Document text:

>>

Neutral Citation No. [2024] EWHC 3453 (SCCO)

Case No: Common Platform URN 45EL07623

SCCO Reference: SC-2024-CRI-000093

IN THE HIGH COURT OF JUSTICE
SENIOR COURTS COSTS OFFICE

Thomas More Building

Royal Courts of Justice

London, WC2A 2LL

Date: 4 October 2024

Before:

COSTS JUDGE Brown

IN THE MATTER OF:

R v Wali

Judgment on Appeal under Regulation 29 of the Criminal Legal Aid (Remuneration) Regulations 2013/Regulation 10 of the Costs in Criminal Cases (General) Regulations 1986

SVS SOLICITORS

Appellant

-and-

THE LORD CHANCELLOR

Respondent

The appeal has been unsuccessful for the reasons set out below. There shall be no order as to the costs of the appeal.

REASONS FOR DECISION:

1.

The issue arising in this appeal is as to whether the fee payable to the Appellant under the Criminal Legal Aid (Remuneration) Regulations 2013 for their representation of the Defendant should be on the basis that the case proceeded to trial or not; if not, it is be regarded as a ‘cracked trial’ for the purposes of the payment of the fee. Pursuant to Schedule 2 of the 2013 Regulations the fees payable to litigator for cases which proceed to trial are different from those applicable to a ‘cracked trial’.

<<

Short problem:
Copy the costs judgment text word for word, in full.

Rows from a dataset:
>>

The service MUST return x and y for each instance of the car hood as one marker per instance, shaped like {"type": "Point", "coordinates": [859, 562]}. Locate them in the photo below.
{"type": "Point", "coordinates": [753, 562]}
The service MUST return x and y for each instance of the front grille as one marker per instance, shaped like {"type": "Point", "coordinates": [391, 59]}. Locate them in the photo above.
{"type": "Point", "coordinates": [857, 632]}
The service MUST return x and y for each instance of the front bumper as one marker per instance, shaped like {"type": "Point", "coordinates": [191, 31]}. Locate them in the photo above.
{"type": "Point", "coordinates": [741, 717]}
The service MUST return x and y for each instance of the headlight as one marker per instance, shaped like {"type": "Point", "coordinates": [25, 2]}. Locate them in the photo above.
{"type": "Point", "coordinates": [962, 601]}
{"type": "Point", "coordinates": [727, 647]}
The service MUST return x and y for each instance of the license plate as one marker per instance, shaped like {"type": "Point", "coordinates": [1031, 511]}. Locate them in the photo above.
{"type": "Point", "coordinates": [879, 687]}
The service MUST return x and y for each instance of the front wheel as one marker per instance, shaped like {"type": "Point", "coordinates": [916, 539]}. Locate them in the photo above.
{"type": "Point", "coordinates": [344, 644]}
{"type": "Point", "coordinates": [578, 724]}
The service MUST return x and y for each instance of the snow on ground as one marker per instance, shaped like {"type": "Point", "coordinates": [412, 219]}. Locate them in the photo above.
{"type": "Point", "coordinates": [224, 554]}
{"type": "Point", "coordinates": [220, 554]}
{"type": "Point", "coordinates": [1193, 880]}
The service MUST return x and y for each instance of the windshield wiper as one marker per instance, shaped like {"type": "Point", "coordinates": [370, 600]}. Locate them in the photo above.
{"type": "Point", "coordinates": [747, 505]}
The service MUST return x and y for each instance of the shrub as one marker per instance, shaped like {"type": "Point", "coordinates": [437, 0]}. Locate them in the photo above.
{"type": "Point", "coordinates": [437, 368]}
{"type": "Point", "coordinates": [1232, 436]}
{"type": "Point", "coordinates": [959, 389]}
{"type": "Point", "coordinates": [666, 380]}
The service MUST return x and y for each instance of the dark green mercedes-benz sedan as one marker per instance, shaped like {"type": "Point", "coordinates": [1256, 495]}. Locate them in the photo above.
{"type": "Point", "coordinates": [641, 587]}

<<

Solution to the problem:
Neutral Citation No. [2024] EWHC 3453 (SCCO)

Case No: Common Platform URN 45EL07623

SCCO Reference: SC-2024-CRI-000093

IN THE HIGH COURT OF JUSTICE
SENIOR COURTS COSTS OFFICE

Thomas More Building

Royal Courts of Justice

London, WC2A 2LL

Date: 4 October 2024

Before:

COSTS JUDGE Brown

IN THE MATTER OF:

R v Wali

Judgment on Appeal under Regulation 29 of the Criminal Legal Aid (Remuneration) Regulations 2013/Regulation 10 of the Costs in Criminal Cases (General) Regulations 1986

SVS SOLICITORS

Appellant

-and-

THE LORD CHANCELLOR

Respondent

The appeal has been unsuccessful for the reasons set out below. There shall be no order as to the costs of the appeal.

REASONS FOR DECISION:

1.

The issue arising in this appeal is as to whether the fee payable to the Appellant under the Criminal Legal Aid (Remuneration) Regulations 2013 for their representation of the Defendant should be on the basis that the case proceeded to trial or not; if not, it is be regarded as a ‘cracked trial’ for the purposes of the payment of the fee. Pursuant to Schedule 2 of the 2013 Regulations the fees payable to litigator for cases which proceed to trial are different from those applicable to a ‘cracked trial’.